<<<<

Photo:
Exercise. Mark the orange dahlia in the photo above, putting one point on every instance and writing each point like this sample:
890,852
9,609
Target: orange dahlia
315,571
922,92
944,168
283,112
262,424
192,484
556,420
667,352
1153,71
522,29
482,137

>>>>

Tâche donnée:
Reproduisez à l'identique, ligne par ligne, l'ensemble des enregistrements ci-dessus.

Réponse complète:
Photo:
Exercise. Mark the orange dahlia in the photo above, putting one point on every instance and writing each point like this sample:
890,852
9,609
Target: orange dahlia
315,571
922,92
944,168
283,112
262,424
192,484
556,420
667,352
1153,71
522,29
482,137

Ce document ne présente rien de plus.